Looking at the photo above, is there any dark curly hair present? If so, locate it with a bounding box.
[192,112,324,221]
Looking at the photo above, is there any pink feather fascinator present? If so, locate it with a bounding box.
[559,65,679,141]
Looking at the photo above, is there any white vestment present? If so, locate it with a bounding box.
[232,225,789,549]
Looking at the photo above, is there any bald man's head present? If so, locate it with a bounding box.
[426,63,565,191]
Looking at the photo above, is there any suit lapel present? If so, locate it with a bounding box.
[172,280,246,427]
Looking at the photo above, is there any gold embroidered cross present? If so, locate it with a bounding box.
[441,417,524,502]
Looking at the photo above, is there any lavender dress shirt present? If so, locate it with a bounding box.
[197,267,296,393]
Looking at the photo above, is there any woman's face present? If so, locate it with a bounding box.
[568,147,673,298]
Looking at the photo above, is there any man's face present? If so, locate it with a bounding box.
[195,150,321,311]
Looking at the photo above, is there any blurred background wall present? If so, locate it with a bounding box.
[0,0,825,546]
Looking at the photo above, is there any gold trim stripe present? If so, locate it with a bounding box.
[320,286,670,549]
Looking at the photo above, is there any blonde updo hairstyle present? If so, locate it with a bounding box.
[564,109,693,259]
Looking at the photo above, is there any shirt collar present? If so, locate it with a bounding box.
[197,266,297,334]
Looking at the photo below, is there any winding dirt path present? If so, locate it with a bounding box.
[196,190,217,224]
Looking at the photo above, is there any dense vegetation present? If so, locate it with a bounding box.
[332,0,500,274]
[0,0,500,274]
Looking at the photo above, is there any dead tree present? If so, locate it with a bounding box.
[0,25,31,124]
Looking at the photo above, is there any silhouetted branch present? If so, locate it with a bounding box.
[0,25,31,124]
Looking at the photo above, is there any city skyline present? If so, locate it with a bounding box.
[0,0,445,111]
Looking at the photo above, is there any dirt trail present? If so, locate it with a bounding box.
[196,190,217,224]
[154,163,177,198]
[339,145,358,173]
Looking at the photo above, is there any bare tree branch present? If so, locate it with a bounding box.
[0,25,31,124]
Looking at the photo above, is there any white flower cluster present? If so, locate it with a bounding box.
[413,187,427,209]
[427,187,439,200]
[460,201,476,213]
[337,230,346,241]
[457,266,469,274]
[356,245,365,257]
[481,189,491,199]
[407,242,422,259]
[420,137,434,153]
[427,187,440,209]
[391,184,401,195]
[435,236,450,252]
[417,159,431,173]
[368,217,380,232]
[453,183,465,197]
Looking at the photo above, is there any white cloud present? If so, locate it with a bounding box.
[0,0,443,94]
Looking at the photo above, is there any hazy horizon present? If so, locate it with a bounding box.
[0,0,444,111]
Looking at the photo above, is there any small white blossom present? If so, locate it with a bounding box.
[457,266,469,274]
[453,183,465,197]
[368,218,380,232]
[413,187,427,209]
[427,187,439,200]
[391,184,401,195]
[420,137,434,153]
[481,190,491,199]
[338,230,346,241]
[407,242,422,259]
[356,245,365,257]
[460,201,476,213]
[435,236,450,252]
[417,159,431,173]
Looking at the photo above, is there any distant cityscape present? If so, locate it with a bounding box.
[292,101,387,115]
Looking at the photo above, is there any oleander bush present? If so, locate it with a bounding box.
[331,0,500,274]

▶ GESTELD DOEL:
Hernoem in alle records hierboven "bounding box" tot "rectangle" en geef de regels verder ongewijzigd terug.

▶ ANTWOORD OP OEFENING:
Looking at the photo above, is there any dark curly hair present? If so, locate it with a rectangle.
[192,112,324,221]
Looking at the photo above, is there any pink feather fascinator present? If so, locate it with a rectangle.
[559,65,679,141]
Looking at the photo above, is there any white vestment present? If so, locate it with a rectangle.
[232,225,789,549]
Looking at the photo above, is there any bald man's head present? If so, locate it with a rectangle.
[426,63,565,191]
Looking at the photo above, is there any suit lapel present? If so, locate it with a rectangle.
[172,280,246,427]
Looking at the photo above, is there any gold embroidered cross present? If so, locate it with a rectangle.
[441,417,524,502]
Looking at the photo above, is there any lavender dress shirt present? If so, locate it with a rectangle.
[197,267,296,393]
Looking at the photo above, is there any woman's face present? If so, locate it with a rectangle.
[568,147,673,298]
Looking at the photo above, is there any man's face present? If so, locate it with a rectangle.
[195,150,321,311]
Looking at the photo above, is there any blurred background wall present? If so, locate it with a rectangle.
[0,0,825,546]
Looking at the photo above, is there any gold trim stripe present? If so, locate it with a rectangle.
[320,286,670,549]
Looking at the photo above, is there any blonde updo hairstyle present? If so, locate it with a rectangle.
[564,109,693,259]
Looking at the photo above, is there any shirt collar present? If so, locate it with a rectangle.
[197,266,297,334]
Looking at the photo below, is there any winding dirt path present? If so, locate it with a rectangle.
[196,190,217,224]
Looking at the photo above, is there any dense vegetation present? If so, locate it with a rectangle.
[332,0,500,274]
[0,0,500,274]
Looking at the photo above, is there any dead tree present? If so, locate it with a rectangle.
[0,25,31,124]
Looking at the photo above, is there any silhouetted branch present? If so, locate it with a rectangle.
[0,25,31,124]
Looking at the photo above, is there any city skyline present? If so, locate it with a rectangle.
[0,0,445,111]
Looking at the photo above, is there any dirt trail present? If so, locate it with a rectangle.
[196,190,217,224]
[154,163,177,198]
[339,145,358,173]
Looking at the photo above, is there any bare tree branch present? If so, locate it with a rectangle.
[0,25,31,124]
Looking at the photo above, is there any white flower cluster present? If so, locate it with a rectangle.
[413,187,427,209]
[427,187,439,200]
[460,201,476,213]
[337,230,346,241]
[457,266,469,274]
[356,245,365,257]
[481,189,491,199]
[407,242,422,259]
[420,137,434,153]
[427,187,440,209]
[391,184,401,195]
[435,236,450,252]
[417,159,431,173]
[368,217,380,232]
[453,183,465,197]
Looking at the photo above, is there any white cloud present? If so, locate it with a rectangle.
[0,0,443,94]
Looking at the photo above, is there any hazy horizon present? If so, locate it with a rectangle.
[0,0,444,111]
Looking at the photo above, is there any small white blossom present? If so, locate it with a rectangle.
[457,266,469,274]
[453,183,465,197]
[368,218,380,232]
[413,187,427,209]
[427,187,439,200]
[391,184,401,195]
[420,137,434,153]
[481,190,491,199]
[338,230,346,241]
[407,242,422,259]
[356,245,365,257]
[460,201,476,213]
[435,236,450,252]
[417,159,431,173]
Looking at the photo above, is there any distant cityscape present? If so, locate it with a rectangle.
[292,101,387,115]
Looking at the photo above, is there any oleander bush present? If so, locate it with a rectangle.
[331,0,500,274]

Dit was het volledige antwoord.